*Исходный текст*:
··········
Имя Ивана Ильина стало заложником, с одной стороны, ненависти левых ко всему русскому, а с другой — административного решения пристегнуть к его славе недавно ставшего любезным власти Дугина. Обвинения Ивана Ильина в фашизме, конечно же, столь же абсурдны, как и появление рядом с ним человека, радикально не разделяющего его мировоззрение.

Ситуация крайне невыгодная прежде всего для самого Ивана Ильина, который не был фашистом, точно так же как не был евразийцем, национал-большевиком, софиологом, эзотериком или ценителем сектантской метафизики.

Иван Ильин давно умер и не может протестовать против происходящей несправедливости. Но живущие вполне могли бы легко сами разрешить создавшуюся несообразность.

Самым благородным выходом из создавшегося положения, могущим вызвать искреннее уважение был бы добровольный отказ Дугина от такого несуразного назначения. Странно встать под знамена того имени, которое тебе глубоко антипатично и идеалы которого ты не исповедуешь в своей жизни. Но, видимо, академическое положение — та мечта, ради которой Дугин готов смириться со своим новым абсурдным положением.

В этом смысле поддержать Дугина как главу Высшей политической школы имени Ивана Ильина так же невозможно, как было бы невозможно согласиться с назначением Проханова главой Богословской комиссии РПЦ, Прилепина председателем Литературной премии имени Достоевского или, скажем, Гоблина во главе Общества ревнителей памяти Белой армии имени генерала Дроздовского. Хотя системный абсурдизм нашего времени, надо признать, вполне может явить к жизни даже и вышеперечисленные извращения.

Далее я приведу несколько цитат из дугинских томов «Русского Логоса», посвящённых России, чтобы не показаться голословным. И предлагаю самим читателям попробовать оценить эти тексты в сравнении с христианским мировоззрением Ивана Ильина.

О Православии и Русской Православной Церкви:

В Русской Православной Церкви с XVIII столетия «грань между ортодоксией и ересью была размыта, поскольку само синодальное православие не было и отдаленно ортодоксией… носителями непрерывной традиции остались лишь старообрядцы» (РЛ II. С. 550).

По Дугину произошёл «разрыв с христианской и — ещё более глубоко (?) — с индоевропейской составляющей» (РЛ II. С. 552).
··········
*Раздел данных*:
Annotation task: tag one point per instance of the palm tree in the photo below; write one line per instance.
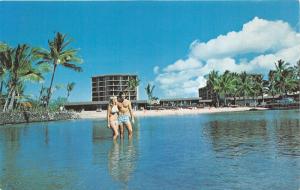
··········
*Задание*: Назовите всех, кем, по утверждению автора текста об Иване Ильине, Ильин не был. Ответ дайте одним предложением.

*Решение задания*: Иван Ильин не был фашистом, евразийцем, национал-большевиком, софиологом, эзотериком и ценителем сектантской метафизики.